***** DATA EXTRACTS *****

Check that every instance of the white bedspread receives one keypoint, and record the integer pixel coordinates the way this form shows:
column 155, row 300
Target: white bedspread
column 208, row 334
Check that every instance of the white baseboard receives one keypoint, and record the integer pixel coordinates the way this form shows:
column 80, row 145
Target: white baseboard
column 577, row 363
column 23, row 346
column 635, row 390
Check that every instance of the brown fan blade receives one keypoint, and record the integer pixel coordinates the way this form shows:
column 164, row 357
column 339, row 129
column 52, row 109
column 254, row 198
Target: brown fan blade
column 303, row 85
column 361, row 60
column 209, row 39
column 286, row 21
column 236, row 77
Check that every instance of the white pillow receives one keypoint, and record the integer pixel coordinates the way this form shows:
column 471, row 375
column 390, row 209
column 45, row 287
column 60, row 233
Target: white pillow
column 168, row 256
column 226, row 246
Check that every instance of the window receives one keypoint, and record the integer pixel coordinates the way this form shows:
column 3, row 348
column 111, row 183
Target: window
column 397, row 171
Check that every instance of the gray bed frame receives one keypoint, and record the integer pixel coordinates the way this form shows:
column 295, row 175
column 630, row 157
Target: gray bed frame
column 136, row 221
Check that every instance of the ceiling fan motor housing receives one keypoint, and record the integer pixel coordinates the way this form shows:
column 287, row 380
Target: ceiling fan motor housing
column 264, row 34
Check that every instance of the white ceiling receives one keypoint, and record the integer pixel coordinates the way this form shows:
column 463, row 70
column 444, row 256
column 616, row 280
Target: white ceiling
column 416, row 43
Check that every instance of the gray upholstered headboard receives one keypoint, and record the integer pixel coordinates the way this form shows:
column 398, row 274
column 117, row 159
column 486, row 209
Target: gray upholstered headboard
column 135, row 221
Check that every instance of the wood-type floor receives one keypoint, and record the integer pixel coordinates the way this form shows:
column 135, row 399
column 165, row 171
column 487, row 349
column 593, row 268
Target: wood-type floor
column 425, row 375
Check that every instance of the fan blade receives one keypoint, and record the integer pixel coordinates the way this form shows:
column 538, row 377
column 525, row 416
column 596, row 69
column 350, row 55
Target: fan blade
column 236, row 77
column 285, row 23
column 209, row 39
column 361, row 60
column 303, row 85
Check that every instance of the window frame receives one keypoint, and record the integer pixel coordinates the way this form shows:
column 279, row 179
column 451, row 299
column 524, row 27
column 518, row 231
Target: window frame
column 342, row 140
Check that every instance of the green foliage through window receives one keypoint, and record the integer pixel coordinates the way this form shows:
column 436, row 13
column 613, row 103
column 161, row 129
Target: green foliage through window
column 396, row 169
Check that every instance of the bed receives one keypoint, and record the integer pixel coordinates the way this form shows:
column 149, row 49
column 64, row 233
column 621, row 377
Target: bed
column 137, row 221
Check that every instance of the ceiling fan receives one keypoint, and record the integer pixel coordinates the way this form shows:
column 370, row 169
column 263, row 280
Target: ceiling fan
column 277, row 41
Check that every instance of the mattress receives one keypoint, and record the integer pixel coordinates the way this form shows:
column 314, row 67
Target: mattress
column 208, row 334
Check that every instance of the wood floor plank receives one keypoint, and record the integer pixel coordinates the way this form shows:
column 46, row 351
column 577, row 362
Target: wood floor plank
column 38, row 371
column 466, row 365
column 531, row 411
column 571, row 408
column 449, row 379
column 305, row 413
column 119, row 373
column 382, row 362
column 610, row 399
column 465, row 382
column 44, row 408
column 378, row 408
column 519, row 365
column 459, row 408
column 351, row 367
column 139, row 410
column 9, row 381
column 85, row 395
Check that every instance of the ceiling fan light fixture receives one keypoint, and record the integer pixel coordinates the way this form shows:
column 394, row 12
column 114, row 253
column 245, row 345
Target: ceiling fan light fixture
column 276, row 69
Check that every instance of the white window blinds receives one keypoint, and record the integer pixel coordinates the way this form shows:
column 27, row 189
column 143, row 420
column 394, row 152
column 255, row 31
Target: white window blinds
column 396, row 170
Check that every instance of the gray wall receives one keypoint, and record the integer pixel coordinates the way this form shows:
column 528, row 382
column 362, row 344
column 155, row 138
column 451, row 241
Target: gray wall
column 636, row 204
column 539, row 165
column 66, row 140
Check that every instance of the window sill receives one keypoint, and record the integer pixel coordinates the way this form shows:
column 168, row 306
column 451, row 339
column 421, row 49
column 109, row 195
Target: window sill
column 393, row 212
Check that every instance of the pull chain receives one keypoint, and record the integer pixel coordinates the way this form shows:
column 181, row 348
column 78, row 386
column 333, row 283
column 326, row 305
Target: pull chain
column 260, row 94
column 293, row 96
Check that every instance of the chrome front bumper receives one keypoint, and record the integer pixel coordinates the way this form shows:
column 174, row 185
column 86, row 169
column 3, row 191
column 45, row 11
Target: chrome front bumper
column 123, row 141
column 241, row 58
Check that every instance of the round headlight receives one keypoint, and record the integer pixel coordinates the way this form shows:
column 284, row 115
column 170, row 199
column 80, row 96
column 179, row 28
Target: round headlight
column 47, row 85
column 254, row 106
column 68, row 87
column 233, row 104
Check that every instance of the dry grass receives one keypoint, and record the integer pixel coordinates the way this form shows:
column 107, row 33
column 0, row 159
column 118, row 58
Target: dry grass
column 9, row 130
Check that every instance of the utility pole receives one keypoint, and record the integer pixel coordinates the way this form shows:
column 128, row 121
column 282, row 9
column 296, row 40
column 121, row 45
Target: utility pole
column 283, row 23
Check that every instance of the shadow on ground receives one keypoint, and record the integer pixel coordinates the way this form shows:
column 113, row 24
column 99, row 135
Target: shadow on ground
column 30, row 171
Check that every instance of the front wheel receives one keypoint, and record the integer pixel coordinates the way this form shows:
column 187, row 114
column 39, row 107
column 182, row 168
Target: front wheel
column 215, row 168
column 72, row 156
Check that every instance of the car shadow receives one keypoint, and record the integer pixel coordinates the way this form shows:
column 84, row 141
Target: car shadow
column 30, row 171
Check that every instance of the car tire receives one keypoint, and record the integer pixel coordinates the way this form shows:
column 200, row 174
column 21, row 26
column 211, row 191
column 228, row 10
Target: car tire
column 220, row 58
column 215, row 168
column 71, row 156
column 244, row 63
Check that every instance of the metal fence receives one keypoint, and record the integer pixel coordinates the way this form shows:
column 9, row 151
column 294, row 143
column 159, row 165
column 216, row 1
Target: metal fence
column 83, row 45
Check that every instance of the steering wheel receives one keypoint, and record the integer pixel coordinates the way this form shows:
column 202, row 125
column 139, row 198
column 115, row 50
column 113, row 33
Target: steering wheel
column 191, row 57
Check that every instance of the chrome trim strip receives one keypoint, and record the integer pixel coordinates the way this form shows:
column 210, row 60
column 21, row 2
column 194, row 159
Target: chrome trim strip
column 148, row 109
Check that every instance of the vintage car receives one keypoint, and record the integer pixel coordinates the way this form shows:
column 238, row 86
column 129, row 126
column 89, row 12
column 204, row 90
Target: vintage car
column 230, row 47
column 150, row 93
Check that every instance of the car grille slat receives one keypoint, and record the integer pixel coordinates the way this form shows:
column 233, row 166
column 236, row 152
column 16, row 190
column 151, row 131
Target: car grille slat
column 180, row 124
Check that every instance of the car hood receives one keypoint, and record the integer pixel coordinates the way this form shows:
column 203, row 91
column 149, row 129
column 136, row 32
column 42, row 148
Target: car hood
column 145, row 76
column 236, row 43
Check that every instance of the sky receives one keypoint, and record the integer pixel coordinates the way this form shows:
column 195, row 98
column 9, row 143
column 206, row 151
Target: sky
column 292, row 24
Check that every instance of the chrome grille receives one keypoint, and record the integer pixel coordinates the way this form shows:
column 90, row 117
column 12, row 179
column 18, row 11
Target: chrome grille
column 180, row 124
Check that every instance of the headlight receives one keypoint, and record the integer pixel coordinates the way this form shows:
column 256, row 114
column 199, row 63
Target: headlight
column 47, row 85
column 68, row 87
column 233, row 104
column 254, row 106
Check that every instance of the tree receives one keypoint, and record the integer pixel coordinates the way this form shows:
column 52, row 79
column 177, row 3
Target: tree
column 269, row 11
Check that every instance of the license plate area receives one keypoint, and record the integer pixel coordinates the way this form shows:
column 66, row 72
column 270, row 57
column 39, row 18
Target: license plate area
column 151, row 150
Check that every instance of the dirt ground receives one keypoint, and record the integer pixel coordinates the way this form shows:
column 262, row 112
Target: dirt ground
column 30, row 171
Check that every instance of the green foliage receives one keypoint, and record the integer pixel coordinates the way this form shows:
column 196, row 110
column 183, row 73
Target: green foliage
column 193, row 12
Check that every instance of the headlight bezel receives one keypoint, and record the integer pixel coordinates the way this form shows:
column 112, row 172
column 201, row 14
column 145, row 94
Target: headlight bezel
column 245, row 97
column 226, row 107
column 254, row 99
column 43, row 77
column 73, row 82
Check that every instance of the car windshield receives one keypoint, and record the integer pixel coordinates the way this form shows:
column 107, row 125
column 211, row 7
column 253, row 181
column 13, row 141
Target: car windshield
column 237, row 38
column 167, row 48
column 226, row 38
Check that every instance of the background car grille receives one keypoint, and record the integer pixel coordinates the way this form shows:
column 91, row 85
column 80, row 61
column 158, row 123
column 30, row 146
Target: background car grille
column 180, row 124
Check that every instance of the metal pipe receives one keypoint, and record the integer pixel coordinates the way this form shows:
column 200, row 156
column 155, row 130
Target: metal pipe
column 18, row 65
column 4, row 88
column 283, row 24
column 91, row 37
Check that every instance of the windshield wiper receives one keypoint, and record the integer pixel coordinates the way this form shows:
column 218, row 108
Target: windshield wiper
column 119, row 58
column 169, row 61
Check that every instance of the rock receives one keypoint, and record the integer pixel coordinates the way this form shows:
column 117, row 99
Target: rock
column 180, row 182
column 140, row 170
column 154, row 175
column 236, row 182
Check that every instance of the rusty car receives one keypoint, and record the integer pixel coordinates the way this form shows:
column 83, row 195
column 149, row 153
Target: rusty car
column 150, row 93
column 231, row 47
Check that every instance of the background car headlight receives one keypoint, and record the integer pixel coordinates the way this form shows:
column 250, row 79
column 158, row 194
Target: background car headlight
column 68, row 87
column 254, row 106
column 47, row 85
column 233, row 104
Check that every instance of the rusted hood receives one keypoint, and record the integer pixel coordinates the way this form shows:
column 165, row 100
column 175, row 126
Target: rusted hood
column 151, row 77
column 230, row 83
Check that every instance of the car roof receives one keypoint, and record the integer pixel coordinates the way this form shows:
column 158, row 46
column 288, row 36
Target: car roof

*****

TASK TO CARRY OUT = Go through the listing above and copy each line in which the string "roof" is found.

COMPLETED TASK =
Check that every instance of the car roof receives one keypoint, and record the integer pixel coordinates the way this form shows:
Target: car roof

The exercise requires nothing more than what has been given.